• **Required action**:
All of the records are to be reproduced exactly.
*** Opening of Records to process ***
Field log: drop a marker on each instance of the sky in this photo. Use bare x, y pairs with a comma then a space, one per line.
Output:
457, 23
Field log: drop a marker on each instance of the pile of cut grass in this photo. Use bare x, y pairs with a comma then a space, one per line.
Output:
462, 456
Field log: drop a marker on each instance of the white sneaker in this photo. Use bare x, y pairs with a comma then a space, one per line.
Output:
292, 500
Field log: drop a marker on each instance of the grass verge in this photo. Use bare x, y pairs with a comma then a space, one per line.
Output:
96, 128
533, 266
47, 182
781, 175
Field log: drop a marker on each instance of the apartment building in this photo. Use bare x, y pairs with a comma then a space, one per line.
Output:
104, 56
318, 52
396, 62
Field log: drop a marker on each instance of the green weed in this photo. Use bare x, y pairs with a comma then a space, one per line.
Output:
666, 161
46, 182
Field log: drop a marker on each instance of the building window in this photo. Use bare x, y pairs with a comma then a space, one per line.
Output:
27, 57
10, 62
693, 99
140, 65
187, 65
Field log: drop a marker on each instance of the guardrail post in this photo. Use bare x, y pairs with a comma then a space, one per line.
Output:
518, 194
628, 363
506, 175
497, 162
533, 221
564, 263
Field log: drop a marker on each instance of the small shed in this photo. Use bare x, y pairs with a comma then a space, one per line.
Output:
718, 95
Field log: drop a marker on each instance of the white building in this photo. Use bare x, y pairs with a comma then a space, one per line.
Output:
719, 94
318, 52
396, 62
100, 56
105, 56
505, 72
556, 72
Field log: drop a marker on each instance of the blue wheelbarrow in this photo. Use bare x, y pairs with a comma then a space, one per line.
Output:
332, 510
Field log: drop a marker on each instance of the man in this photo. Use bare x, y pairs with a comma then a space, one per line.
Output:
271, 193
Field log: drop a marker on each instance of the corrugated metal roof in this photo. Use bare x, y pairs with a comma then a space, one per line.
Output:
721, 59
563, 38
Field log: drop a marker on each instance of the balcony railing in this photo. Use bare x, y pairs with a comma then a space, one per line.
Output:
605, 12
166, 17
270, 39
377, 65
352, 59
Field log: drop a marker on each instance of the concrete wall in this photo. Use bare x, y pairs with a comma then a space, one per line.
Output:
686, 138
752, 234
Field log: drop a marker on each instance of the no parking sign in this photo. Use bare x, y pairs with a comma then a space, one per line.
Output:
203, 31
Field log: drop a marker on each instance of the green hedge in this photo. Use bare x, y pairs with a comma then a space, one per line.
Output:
*** Close of Records to process ***
• **Output for this task**:
Field log: drop a marker on each instance of the sky in this photo. Use bare x, y pairs with a comma then a space, one per line.
Output:
457, 23
Field log: drop a marker on each instance of the pile of cut grass in this photo. Use bare x, y pairs with a comma then a space, one per line.
Output:
462, 456
Field log: drop a marker on each instance of the white sneaker in this photo. Use bare x, y pairs with a comma then a space, one per line.
Output:
292, 500
Field log: drop a marker on each instance of the grass verge in this photo. Use bare x, y pairs with a comma then a space, one per line.
Output:
96, 128
533, 266
47, 182
781, 175
Field log: drop a marker on each instance of the apartment building in this photo. Use bare x, y pairs with a comma then a space, one per line.
Output:
104, 56
318, 52
396, 62
Field log: drop a marker on each instance of the green weed in this photo. Use bare x, y pairs with a comma then a space, one per line.
Output:
666, 161
46, 182
Field log: drop a marker on each instance of the building window in this photo. Use bare x, y pairs with a comma then a space, one per line.
Output:
27, 57
10, 62
693, 99
140, 65
187, 65
Field log: drop a marker on each instance of the guardrail post in this photo. Use bare x, y pairs with a comma then a space, one per line.
Output:
518, 194
628, 363
506, 175
497, 162
533, 221
564, 263
Field log: drop a marker on each instance of the small shed in this photo. Use bare x, y pairs with a comma then a space, one per line.
Output:
718, 95
Field log: drop a marker on each instance of the white building in this photo. Use bare x, y pairs with a comma then a space, one per line.
Output:
719, 94
318, 52
396, 62
100, 56
105, 56
505, 72
556, 72
Field log: drop a marker on each instance of the blue wheelbarrow in this photo. Use bare x, y pairs with a comma then a space, one per line.
Output:
332, 510
Field log: drop a marker on each instance of the man in this photo. Use bare x, y pairs with a comma then a space, one per line.
Output:
271, 193
Field log: drop a marker on each instance of the corrugated metal roof in this photo. Use bare x, y pairs with a comma then a space, one per line.
Output:
721, 59
563, 38
Field log: drop a marker on each instance of the balcony railing in this photo. Use bare x, y pairs with a comma then a space, one per line.
Output:
605, 12
166, 17
270, 39
377, 65
352, 59
Field log: drop a marker on each instance of the concrete wall in this photo. Use bare x, y pairs with a comma then a space, one per line.
Output:
686, 138
752, 234
Field log: drop a marker on each instance of the no parking sign in this photo. Use bare x, y pairs with a comma then a space, one per line.
Output:
203, 31
Field log: drop a marker on each instance of the green hedge in this photo. Use bare x, y pairs with a comma then a space, one per line.
Output:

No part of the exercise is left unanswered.